• **Problem details**
Everything from the line with "Practice. Find the concrete bunker" to the last line of the listing must be retyped exactly, both ends included, with the pictures dropped.

════

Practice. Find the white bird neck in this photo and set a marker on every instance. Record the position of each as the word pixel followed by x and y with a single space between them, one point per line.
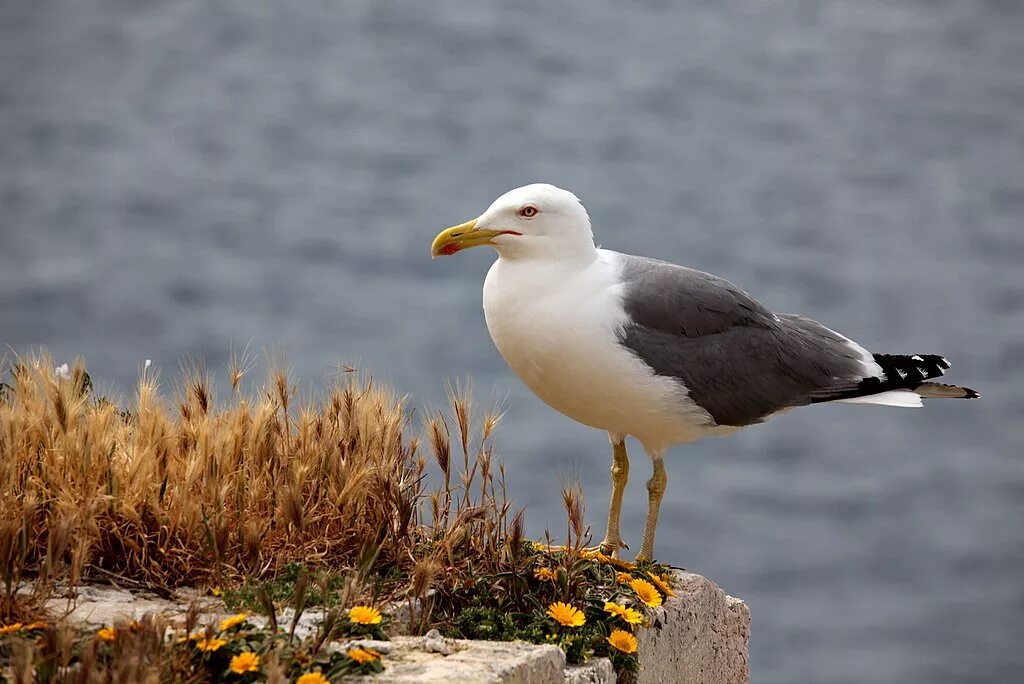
pixel 569 253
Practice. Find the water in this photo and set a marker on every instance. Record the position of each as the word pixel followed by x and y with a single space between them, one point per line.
pixel 177 175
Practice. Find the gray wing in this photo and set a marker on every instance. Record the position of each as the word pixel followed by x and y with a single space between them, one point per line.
pixel 738 360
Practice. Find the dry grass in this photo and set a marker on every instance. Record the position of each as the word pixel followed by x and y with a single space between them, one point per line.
pixel 190 490
pixel 187 490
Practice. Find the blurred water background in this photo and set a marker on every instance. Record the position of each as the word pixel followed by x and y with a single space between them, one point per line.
pixel 177 174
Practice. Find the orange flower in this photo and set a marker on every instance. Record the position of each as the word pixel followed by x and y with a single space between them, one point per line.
pixel 565 614
pixel 312 678
pixel 244 661
pixel 646 592
pixel 365 614
pixel 210 645
pixel 233 621
pixel 623 641
pixel 631 615
pixel 364 655
pixel 662 583
pixel 545 574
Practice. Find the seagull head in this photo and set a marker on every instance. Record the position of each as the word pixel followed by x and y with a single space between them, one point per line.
pixel 538 221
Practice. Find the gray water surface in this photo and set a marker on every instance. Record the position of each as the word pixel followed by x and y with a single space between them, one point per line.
pixel 175 175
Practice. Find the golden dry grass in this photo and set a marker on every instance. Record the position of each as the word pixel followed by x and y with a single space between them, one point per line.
pixel 184 489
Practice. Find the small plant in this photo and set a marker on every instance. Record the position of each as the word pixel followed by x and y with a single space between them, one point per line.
pixel 273 502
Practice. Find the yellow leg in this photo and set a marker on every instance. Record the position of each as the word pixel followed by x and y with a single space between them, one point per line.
pixel 655 489
pixel 620 475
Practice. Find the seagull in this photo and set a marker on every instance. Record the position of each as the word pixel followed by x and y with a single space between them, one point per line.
pixel 664 353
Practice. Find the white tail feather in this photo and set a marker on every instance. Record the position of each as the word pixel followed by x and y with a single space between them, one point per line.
pixel 898 397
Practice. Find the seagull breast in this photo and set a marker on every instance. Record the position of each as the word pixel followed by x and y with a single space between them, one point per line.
pixel 556 325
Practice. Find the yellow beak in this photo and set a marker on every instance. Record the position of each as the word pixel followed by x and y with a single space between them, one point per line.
pixel 463 237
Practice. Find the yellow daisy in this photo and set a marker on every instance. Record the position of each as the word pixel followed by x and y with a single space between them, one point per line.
pixel 364 655
pixel 210 645
pixel 365 614
pixel 646 592
pixel 233 621
pixel 244 661
pixel 545 573
pixel 631 615
pixel 623 641
pixel 565 614
pixel 662 583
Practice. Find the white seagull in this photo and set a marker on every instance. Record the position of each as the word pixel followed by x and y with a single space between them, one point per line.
pixel 668 354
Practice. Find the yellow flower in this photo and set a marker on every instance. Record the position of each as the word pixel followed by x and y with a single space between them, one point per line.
pixel 565 614
pixel 365 614
pixel 364 655
pixel 233 621
pixel 209 645
pixel 244 661
pixel 629 614
pixel 545 574
pixel 623 641
pixel 312 678
pixel 662 583
pixel 646 592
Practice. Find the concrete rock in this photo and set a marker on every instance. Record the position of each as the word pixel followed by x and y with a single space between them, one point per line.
pixel 433 642
pixel 596 671
pixel 699 637
pixel 472 663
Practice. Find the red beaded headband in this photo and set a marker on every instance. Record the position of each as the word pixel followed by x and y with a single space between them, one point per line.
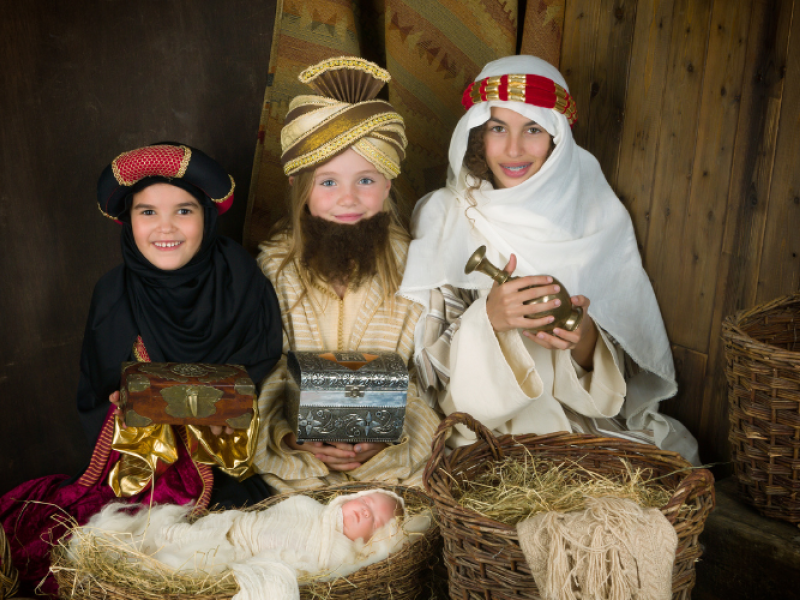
pixel 531 89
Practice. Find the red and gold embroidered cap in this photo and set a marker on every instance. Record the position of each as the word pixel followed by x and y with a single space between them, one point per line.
pixel 530 89
pixel 165 161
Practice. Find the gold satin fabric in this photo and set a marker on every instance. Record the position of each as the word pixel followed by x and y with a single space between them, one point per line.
pixel 148 451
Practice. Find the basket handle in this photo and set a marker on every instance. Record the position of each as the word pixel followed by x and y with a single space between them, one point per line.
pixel 437 445
pixel 697 479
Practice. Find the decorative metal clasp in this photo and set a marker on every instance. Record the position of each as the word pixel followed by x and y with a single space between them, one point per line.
pixel 191 401
pixel 354 391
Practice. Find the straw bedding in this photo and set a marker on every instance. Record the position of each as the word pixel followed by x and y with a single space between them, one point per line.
pixel 115 571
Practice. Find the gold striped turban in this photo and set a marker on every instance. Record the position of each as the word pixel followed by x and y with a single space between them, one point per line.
pixel 345 115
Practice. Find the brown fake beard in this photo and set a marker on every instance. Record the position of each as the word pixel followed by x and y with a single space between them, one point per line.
pixel 344 254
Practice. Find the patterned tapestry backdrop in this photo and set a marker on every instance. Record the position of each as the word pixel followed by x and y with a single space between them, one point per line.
pixel 432 50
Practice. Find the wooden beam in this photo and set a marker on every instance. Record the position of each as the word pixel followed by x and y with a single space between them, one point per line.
pixel 748 198
pixel 644 102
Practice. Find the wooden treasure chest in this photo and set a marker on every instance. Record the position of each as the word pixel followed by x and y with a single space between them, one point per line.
pixel 186 394
pixel 346 396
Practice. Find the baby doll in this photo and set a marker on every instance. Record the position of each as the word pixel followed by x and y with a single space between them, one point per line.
pixel 183 293
pixel 266 549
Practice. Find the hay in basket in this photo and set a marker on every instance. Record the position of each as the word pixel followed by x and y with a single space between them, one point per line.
pixel 483 556
pixel 404 575
pixel 762 366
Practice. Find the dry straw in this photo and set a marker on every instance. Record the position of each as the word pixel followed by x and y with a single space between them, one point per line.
pixel 9 578
pixel 482 553
pixel 513 490
pixel 108 568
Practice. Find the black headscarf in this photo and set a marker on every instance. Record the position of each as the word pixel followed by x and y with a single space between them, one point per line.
pixel 218 308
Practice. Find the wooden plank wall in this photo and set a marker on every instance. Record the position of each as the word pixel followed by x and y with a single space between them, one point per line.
pixel 83 81
pixel 692 108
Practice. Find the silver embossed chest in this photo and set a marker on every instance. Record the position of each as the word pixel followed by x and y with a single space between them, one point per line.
pixel 346 396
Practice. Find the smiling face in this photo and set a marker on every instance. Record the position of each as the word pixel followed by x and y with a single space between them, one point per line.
pixel 167 224
pixel 363 516
pixel 515 147
pixel 347 189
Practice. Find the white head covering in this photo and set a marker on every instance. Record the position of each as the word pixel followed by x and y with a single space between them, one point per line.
pixel 564 221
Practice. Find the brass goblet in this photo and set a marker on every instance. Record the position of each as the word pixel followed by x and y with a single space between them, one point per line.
pixel 566 316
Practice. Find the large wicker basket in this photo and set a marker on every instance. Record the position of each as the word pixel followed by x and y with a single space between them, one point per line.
pixel 483 557
pixel 9 578
pixel 405 575
pixel 762 356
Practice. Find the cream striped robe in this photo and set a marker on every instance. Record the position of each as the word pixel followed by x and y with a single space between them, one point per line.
pixel 375 325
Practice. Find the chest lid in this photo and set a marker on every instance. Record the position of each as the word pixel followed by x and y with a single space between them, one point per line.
pixel 376 371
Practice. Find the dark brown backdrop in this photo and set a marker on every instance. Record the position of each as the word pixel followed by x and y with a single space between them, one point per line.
pixel 81 82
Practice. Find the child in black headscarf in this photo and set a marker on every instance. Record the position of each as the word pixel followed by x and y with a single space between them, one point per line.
pixel 182 294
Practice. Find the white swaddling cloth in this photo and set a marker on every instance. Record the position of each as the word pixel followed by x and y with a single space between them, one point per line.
pixel 266 550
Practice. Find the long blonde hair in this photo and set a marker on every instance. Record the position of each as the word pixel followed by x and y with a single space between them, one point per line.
pixel 389 266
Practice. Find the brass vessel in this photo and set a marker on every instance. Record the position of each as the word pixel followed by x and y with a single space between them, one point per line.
pixel 566 316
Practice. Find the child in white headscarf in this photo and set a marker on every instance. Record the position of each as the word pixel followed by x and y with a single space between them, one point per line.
pixel 266 549
pixel 519 184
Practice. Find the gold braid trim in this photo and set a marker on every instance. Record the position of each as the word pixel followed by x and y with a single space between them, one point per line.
pixel 344 62
pixel 376 157
pixel 104 213
pixel 228 195
pixel 348 138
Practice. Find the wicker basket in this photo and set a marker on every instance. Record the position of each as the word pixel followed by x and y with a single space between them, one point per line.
pixel 9 578
pixel 762 356
pixel 405 575
pixel 483 557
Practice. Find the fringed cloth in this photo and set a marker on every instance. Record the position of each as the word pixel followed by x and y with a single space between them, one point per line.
pixel 612 550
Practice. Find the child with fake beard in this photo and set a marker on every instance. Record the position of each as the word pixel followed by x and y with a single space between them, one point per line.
pixel 336 263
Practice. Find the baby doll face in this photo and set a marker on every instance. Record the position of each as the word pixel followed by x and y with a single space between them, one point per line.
pixel 364 515
pixel 167 224
pixel 347 188
pixel 515 146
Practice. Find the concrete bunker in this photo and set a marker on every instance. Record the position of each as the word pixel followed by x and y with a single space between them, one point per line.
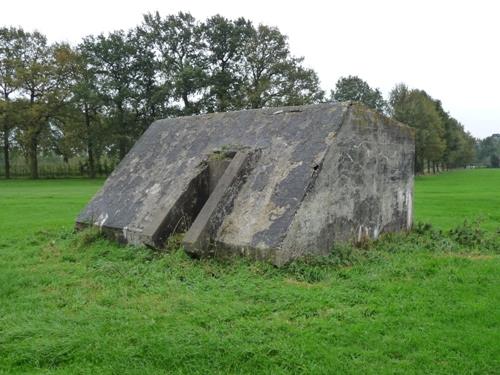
pixel 273 184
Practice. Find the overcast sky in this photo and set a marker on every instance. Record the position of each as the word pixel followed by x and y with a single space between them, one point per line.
pixel 451 49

════

• **Written reply**
Practice. Find the concrete bunker in this photo and set a marker on every instance. Record the position of each as the word pixel followed by x and y with a single space between them, one point per line.
pixel 273 184
Practice. Find the overcast sky in this photo and set a marker on every instance. Record the position of each as the word pixel followed by x and y with a single space between them, one point per line.
pixel 451 49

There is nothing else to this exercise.